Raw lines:
-- begin --
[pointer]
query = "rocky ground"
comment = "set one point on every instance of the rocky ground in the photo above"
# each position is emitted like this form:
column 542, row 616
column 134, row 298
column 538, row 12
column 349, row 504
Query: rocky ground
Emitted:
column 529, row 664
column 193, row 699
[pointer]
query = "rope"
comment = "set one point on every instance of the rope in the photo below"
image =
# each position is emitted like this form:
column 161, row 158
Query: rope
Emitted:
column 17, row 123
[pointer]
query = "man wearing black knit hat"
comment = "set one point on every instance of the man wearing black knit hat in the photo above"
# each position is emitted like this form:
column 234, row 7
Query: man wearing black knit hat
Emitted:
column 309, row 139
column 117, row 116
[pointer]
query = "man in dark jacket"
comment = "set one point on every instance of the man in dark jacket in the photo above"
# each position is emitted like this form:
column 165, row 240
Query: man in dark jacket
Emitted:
-- end --
◆ **WHAT IS NEEDED**: Rewrite all of the lines above, swapping "rocky ground" for "gravel path" wherever it occurs and leaving everything else unchanged.

◆ **REPLY TO THE EXERCISE**:
[pointer]
query = "gravel path"
comment = "set one point on every instance of the gravel path in the photo above"
# each position is emitted like this form:
column 542, row 616
column 134, row 298
column 538, row 12
column 349, row 504
Query: gravel path
Emitted:
column 529, row 664
column 193, row 699
[pointer]
query = "rope"
comment = "set one point on every instance of the rope in the photo below"
image =
# each position is emitted like this form:
column 161, row 158
Query: rope
Emitted:
column 17, row 123
[pointer]
query = "man wearing black knit hat"
comment = "set one point on every instance of the man wearing black knit hat in the photo above"
# each position is emitted like this form:
column 234, row 7
Query: man wearing black knit hat
Emitted:
column 309, row 139
column 117, row 116
[pointer]
query = "man in dark jacket"
comment = "set one point on every instance of the man in dark jacket in the photo above"
# each position is emitted like this form:
column 165, row 240
Query: man in dark jacket
Emitted:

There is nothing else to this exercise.